[Data shown]
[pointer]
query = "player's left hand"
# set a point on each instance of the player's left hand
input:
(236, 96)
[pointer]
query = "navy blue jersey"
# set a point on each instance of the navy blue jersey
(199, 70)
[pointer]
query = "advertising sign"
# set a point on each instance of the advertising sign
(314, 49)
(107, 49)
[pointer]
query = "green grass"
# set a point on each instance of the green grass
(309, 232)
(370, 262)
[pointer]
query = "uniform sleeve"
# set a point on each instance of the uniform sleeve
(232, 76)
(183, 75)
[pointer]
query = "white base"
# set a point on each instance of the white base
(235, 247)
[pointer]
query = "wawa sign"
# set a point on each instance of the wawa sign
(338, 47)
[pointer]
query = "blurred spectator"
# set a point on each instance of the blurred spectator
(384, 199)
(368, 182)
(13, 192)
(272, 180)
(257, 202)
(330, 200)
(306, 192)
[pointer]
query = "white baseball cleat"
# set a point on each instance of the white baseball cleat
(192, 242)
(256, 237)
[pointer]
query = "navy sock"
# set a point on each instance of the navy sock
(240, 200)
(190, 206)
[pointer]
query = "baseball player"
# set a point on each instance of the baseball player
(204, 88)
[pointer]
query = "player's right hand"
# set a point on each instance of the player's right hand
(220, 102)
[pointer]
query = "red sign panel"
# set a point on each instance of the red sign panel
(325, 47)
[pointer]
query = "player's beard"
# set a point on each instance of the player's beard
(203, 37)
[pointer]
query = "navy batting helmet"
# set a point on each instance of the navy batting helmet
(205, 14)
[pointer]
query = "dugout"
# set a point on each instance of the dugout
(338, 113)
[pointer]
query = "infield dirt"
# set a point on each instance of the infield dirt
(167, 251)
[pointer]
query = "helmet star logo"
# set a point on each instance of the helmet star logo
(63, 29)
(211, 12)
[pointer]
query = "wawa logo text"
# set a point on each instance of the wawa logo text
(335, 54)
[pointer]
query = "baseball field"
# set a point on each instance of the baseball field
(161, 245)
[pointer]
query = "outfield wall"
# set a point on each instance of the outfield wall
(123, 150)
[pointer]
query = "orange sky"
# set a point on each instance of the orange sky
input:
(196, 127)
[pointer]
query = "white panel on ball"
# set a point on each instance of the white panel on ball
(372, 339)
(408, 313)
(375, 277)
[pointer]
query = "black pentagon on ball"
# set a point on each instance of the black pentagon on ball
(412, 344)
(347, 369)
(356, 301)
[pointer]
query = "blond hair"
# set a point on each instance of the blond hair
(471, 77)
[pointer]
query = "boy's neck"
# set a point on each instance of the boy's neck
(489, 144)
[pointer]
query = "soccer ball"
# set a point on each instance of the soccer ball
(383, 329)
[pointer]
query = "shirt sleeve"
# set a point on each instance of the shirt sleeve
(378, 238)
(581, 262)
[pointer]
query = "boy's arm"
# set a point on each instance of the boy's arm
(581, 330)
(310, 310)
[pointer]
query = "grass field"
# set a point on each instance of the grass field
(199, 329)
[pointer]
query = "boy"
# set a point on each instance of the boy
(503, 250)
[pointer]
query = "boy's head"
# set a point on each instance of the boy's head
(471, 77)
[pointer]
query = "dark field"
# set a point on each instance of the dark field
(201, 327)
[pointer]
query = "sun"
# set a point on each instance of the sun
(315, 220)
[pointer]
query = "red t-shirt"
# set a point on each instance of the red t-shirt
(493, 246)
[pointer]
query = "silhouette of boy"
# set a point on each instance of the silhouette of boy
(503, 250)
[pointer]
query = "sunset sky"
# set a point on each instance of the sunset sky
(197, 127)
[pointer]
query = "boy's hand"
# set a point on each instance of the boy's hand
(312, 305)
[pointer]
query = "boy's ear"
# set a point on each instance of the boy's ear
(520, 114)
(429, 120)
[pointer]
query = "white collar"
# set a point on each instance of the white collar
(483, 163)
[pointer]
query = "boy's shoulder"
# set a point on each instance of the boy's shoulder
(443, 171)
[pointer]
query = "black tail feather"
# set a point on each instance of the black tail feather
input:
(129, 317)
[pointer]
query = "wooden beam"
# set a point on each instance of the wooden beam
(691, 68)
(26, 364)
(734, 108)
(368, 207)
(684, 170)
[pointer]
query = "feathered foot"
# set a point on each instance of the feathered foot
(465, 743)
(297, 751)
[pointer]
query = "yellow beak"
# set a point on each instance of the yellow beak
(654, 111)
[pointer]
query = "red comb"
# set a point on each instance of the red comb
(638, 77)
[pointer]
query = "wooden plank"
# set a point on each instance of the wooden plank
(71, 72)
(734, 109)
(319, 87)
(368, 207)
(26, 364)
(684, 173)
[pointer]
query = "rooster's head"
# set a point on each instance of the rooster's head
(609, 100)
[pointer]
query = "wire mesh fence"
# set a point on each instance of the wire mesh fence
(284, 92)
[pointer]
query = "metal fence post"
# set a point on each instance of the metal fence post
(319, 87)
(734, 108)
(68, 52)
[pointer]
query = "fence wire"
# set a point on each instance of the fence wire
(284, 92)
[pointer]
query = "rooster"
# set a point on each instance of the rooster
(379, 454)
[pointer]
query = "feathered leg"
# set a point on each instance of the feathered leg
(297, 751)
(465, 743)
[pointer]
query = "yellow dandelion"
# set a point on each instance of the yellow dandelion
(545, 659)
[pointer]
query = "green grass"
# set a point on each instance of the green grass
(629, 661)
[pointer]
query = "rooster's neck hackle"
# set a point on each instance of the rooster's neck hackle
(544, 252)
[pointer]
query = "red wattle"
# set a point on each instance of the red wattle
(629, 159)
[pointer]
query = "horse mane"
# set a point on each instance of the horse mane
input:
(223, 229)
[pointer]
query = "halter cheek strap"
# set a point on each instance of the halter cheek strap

[What you need to do] In the entries above, count every line containing the word "mane". Write only the total.

[Written reply] 2